- **EXERCISE MATERIAL**
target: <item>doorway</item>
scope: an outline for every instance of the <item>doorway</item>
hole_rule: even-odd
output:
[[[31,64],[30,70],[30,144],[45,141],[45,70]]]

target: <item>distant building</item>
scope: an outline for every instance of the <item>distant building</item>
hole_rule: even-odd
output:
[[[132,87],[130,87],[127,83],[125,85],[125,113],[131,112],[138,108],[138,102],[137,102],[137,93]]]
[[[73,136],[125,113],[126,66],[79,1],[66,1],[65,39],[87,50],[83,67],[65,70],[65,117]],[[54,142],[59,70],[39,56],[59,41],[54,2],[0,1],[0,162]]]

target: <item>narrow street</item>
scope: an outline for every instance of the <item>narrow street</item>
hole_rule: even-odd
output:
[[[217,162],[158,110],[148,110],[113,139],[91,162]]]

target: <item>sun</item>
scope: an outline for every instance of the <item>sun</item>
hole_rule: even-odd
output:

- **TASK INSTRUCTIONS**
Reproduce each record exactly, leaving nothing out.

- **RIGHT ANSWER**
target: <item>doorway</item>
scope: an outline for every instance of the <item>doorway</item>
hole_rule: even-odd
output:
[[[31,64],[30,70],[30,144],[45,141],[45,70]]]

target: <item>distant building</item>
scope: an outline for every instance of the <item>distant building</item>
hole_rule: even-odd
output:
[[[132,87],[130,87],[127,83],[125,85],[125,113],[131,112],[138,108],[138,102],[137,102],[137,93]]]
[[[73,136],[125,113],[126,66],[79,1],[66,1],[65,39],[87,50],[83,67],[65,70],[65,117]],[[54,142],[59,70],[39,56],[59,41],[54,2],[0,1],[0,162]]]

target: <item>narrow street</item>
scope: an outline for every instance of the <item>narrow street</item>
hole_rule: even-odd
output:
[[[217,162],[158,110],[148,110],[113,139],[91,162]]]

target: <item>sun</item>
scope: an outline for every instance of the <item>sun</item>
hole_rule: even-odd
output:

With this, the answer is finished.